PROBLEM SET:
1. List every key benefit of engagement named on the Texas Tech engagement page below.
2. Using the Texas Tech engagement page below, decide whether each statement agrees with it, and quote the words that settle each one.
(a) Faculty experiences from engaging with communities can inform their teaching.
(b) Engagement connects scholarly interests only within the sciences.
(c) Students can apply their classroom learning to real-world issues.
3. According to the Texas Tech engagement page below, what does engaged scholarship describe?

PAGE:
Texas Tech University

Engagement in the College of Human Sciences

Engagement

To engage means connecting the needs and interests of Texas Tech faculty, staff, and students with the needs and interests of communities. By engaging with communities, faculty gain valuable experiences and insights that can inform their teaching, research/creative activity, and service. Students are able to apply their classroom learning to real-world issues, which enhances their overall learning experience and career opportunities. Engaged scholarship describes efforts to connect knowledge generated through faculty research activities that directly impact the public in ways that collaboratively address social issues and community needs. 

Key Benefits of Engagement:

  • Connects the scholarly interests of faculty, staff, and students across all disciplines with community needs or larger societal concerns;
  • Enhances curriculum, teaching and learning;
  • Informs research, creative activity, and scholarship;
  • Prepares students to become educated and engaged citizens, and
  • Addresses critical societal issues and contributes to the public good.

GIVEN INFORMATION:
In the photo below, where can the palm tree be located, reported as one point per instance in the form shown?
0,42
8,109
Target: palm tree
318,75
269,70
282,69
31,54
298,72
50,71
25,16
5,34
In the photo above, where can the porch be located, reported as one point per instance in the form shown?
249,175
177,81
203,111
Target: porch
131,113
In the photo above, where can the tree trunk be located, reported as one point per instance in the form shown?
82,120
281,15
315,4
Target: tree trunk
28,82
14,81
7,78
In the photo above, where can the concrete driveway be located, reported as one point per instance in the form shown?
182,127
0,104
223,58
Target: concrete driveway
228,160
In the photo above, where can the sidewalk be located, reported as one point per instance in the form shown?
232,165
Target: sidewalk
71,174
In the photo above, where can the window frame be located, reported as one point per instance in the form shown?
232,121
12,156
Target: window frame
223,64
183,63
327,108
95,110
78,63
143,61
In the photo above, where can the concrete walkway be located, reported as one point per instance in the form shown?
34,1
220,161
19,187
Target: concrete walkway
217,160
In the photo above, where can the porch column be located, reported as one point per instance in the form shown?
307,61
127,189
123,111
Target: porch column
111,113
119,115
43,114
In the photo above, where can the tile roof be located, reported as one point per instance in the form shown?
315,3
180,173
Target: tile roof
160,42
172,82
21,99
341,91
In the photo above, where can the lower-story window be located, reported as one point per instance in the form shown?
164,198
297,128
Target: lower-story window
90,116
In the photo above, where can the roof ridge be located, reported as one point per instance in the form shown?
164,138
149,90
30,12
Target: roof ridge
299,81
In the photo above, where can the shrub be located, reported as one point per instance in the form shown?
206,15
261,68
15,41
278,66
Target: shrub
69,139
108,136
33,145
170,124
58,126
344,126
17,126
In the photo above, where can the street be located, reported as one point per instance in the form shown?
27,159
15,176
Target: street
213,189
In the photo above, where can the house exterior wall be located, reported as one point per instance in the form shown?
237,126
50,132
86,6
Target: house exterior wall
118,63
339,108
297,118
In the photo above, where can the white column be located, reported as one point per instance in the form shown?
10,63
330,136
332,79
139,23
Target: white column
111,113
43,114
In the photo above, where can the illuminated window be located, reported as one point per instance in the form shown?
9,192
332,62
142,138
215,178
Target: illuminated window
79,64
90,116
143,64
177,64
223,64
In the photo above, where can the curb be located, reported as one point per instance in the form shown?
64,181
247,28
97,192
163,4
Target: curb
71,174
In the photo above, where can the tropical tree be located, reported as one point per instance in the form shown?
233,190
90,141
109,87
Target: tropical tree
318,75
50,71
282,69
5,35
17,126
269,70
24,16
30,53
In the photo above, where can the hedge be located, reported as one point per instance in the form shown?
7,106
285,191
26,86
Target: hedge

RESPONSES TO THE TASKS:
1.
- Connects the scholarly interests of faculty, staff, and students across all disciplines with community needs or larger societal concerns
- Enhances curriculum, teaching and learning
- Informs research, creative activity, and scholarship
- Prepares students to become educated and engaged citizens
- Addresses critical societal issues and contributes to the public good

2.
(a) Yes: "faculty gain valuable experiences and insights that can inform their teaching, research/creative activity, and service"
(b) No: "across all disciplines"
(c) Yes: "Students are able to apply their classroom learning to real-world issues"

3. It describes efforts to connect knowledge generated through faculty research activities that directly impact the public in ways that collaboratively address social issues and community needs.